Every line below is to be set down again exactly; any image stays out.

++++++++++++++++++++

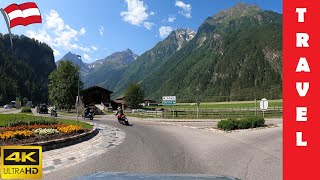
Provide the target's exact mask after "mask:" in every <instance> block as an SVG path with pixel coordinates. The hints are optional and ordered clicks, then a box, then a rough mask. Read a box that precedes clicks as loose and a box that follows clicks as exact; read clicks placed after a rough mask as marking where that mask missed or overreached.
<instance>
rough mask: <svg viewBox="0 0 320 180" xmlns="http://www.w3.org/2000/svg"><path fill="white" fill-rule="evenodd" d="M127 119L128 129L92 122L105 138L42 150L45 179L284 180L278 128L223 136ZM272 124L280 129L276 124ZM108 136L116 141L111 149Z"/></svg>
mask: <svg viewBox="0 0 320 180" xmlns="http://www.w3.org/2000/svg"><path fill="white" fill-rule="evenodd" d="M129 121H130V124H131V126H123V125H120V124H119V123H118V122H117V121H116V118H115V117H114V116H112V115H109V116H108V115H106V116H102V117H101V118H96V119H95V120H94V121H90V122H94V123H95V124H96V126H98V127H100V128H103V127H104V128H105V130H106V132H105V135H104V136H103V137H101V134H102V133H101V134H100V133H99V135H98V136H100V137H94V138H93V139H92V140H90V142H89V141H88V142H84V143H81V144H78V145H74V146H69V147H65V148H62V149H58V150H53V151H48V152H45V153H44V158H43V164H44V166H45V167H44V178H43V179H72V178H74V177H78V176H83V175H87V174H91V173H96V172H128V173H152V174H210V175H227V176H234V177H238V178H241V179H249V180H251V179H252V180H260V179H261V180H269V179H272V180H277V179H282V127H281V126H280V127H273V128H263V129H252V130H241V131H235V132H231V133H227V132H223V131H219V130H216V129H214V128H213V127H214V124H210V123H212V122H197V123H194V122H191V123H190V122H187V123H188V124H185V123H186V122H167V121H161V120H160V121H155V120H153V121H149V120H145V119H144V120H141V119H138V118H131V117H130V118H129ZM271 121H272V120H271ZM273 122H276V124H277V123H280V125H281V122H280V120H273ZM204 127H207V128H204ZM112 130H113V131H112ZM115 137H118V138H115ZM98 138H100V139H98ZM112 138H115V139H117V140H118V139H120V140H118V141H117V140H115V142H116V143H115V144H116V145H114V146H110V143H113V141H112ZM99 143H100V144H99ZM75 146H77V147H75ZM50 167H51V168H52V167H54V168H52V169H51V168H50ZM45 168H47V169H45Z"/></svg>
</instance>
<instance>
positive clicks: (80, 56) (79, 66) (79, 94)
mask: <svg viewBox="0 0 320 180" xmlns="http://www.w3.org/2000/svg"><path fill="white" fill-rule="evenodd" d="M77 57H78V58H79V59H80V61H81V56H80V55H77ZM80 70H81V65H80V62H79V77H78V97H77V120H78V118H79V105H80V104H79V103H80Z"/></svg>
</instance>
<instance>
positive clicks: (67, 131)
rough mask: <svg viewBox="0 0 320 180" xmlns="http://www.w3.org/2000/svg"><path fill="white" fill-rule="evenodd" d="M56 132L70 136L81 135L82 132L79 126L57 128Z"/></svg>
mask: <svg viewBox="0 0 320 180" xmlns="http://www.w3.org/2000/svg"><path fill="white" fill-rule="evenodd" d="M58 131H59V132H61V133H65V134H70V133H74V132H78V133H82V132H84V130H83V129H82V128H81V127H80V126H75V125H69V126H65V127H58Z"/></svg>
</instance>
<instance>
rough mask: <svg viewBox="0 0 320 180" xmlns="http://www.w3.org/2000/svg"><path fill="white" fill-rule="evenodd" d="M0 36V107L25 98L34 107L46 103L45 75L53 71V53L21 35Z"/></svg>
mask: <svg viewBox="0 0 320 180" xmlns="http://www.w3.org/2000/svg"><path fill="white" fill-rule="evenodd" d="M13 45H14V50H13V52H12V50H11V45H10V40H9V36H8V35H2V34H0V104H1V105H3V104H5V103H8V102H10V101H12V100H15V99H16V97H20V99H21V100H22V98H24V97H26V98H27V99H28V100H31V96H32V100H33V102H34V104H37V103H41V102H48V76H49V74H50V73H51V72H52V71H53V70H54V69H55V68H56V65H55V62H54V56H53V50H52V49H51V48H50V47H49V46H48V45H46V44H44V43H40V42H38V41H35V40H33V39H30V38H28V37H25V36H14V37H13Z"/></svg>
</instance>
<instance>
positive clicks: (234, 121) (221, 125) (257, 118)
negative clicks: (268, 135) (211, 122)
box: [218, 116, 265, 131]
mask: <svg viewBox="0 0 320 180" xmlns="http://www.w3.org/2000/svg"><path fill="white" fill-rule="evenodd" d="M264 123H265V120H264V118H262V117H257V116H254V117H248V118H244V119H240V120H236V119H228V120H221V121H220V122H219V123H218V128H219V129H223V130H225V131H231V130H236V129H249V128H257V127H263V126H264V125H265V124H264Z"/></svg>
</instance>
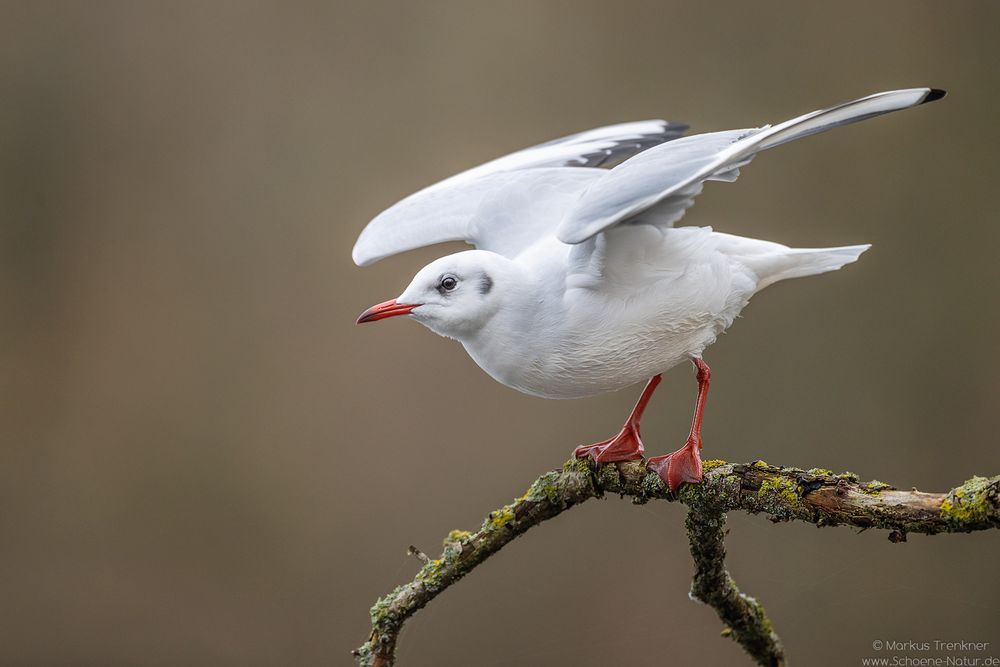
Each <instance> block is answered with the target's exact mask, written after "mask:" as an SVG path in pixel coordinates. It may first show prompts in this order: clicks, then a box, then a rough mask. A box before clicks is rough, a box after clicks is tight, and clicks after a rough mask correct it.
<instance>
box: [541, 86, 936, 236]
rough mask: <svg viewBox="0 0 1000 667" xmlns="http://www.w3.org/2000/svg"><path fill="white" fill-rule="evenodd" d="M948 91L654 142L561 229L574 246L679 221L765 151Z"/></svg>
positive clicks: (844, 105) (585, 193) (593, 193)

++++++++++++++++++++

### SOLUTION FOR THIS TASK:
Provide the target's exact mask after "mask:" in every <instance> block as an SVG path with pixel coordinates. The hints are optional and ordered clicks, then a box, then a rough mask. Read a box that precedes clicks as loose and a box that follows clicks as exact; read clicks placed after a rough mask as marking where that mask missed or overreached.
<instance>
rough mask: <svg viewBox="0 0 320 180" xmlns="http://www.w3.org/2000/svg"><path fill="white" fill-rule="evenodd" d="M127 119L128 129L92 122L105 138L42 150L45 179L284 180L278 128L223 136ZM272 124L280 129L276 124ZM108 136L116 141L111 149Z"/></svg>
mask: <svg viewBox="0 0 320 180" xmlns="http://www.w3.org/2000/svg"><path fill="white" fill-rule="evenodd" d="M129 121H130V124H131V126H123V125H120V124H119V123H118V122H117V121H116V118H115V117H114V116H112V115H109V116H108V115H106V116H102V117H101V118H96V119H95V120H94V121H90V122H94V123H95V124H96V126H98V127H100V128H103V127H104V128H105V130H106V132H105V135H104V136H103V137H101V134H102V133H101V134H100V133H99V135H98V136H100V137H94V138H93V139H92V140H90V142H89V141H88V142H84V143H81V144H78V145H74V146H69V147H65V148H62V149H58V150H53V151H48V152H45V153H44V158H43V164H44V166H45V167H44V178H43V179H72V178H74V177H78V176H83V175H87V174H91V173H96V172H128V173H152V174H210V175H227V176H234V177H238V178H241V179H249V180H251V179H252V180H260V179H261V180H269V179H272V180H277V179H282V127H281V126H280V127H273V128H263V129H252V130H241V131H235V132H231V133H227V132H223V131H219V130H216V129H214V128H213V127H214V124H210V123H212V122H197V123H194V122H191V123H190V122H187V123H188V124H185V123H186V122H167V121H161V120H160V121H155V120H153V121H149V120H145V119H144V120H141V119H138V118H131V117H130V118H129ZM271 121H272V120H271ZM273 122H276V124H277V123H280V125H281V122H280V120H273ZM204 127H207V128H204ZM112 130H113V131H112ZM115 137H118V138H115ZM98 138H100V139H98ZM112 138H115V139H117V140H118V139H120V140H118V141H117V140H115V142H116V143H115V144H116V145H114V146H110V143H113V141H112ZM99 143H100V144H99ZM75 146H77V147H75ZM50 167H51V168H52V167H54V168H52V169H51V168H50ZM45 168H47V169H45Z"/></svg>
</instance>
<instance>
positive clicks: (80, 56) (79, 66) (79, 94)
mask: <svg viewBox="0 0 320 180" xmlns="http://www.w3.org/2000/svg"><path fill="white" fill-rule="evenodd" d="M77 57H78V58H79V59H80V61H81V56H80V55H77ZM80 70H81V65H80V62H79V77H78V97H77V120H78V118H79V105H80V104H79V103H80Z"/></svg>
</instance>
<instance>
positive clicks: (67, 131)
rough mask: <svg viewBox="0 0 320 180" xmlns="http://www.w3.org/2000/svg"><path fill="white" fill-rule="evenodd" d="M56 132L70 136L81 135L82 132L79 126L57 128Z"/></svg>
mask: <svg viewBox="0 0 320 180" xmlns="http://www.w3.org/2000/svg"><path fill="white" fill-rule="evenodd" d="M58 131H59V132H61V133H65V134H70V133H74V132H78V133H82V132H84V130H83V129H82V128H81V127H80V126H75V125H69V126H65V127H58Z"/></svg>
</instance>
<instance>
rough mask: <svg viewBox="0 0 320 180" xmlns="http://www.w3.org/2000/svg"><path fill="white" fill-rule="evenodd" d="M0 36V107L25 98L34 107L46 103L45 75L53 71V53L21 35Z"/></svg>
mask: <svg viewBox="0 0 320 180" xmlns="http://www.w3.org/2000/svg"><path fill="white" fill-rule="evenodd" d="M13 45H14V50H13V52H12V50H11V45H10V40H9V36H8V35H2V34H0V104H1V105H3V104H5V103H8V102H10V101H12V100H15V99H16V97H20V99H21V100H22V98H24V97H26V98H27V99H28V100H31V96H32V100H33V102H34V104H37V103H41V102H48V76H49V74H50V73H51V72H52V71H53V70H54V69H55V68H56V65H55V62H54V56H53V50H52V49H51V48H50V47H49V46H48V45H46V44H44V43H40V42H38V41H35V40H33V39H30V38H28V37H25V36H14V37H13Z"/></svg>
</instance>
<instance>
positive clicks: (234, 121) (221, 125) (257, 118)
negative clicks: (268, 135) (211, 122)
box: [218, 116, 265, 131]
mask: <svg viewBox="0 0 320 180" xmlns="http://www.w3.org/2000/svg"><path fill="white" fill-rule="evenodd" d="M264 123H265V120H264V118H262V117H257V116H254V117H248V118H244V119H240V120H236V119H228V120H221V121H220V122H219V123H218V128H219V129H223V130H225V131H231V130H236V129H249V128H257V127H263V126H264V125H265V124H264Z"/></svg>
</instance>
Each <instance> block is answered with the target's exact mask, written after "mask:" as an SVG path in pixel coordinates. It may first show prompts in this order: clicks, then a box, then a rough mask. A box before clicks is rough, a box after clicks is tight, and clicks after a rough mask correct it.
<instance>
box: [541, 86, 936, 236]
rough mask: <svg viewBox="0 0 1000 667" xmlns="http://www.w3.org/2000/svg"><path fill="white" fill-rule="evenodd" d="M948 91L654 142L561 229L574 246L679 221L765 151Z"/></svg>
positive clicks: (844, 105) (585, 193) (593, 193)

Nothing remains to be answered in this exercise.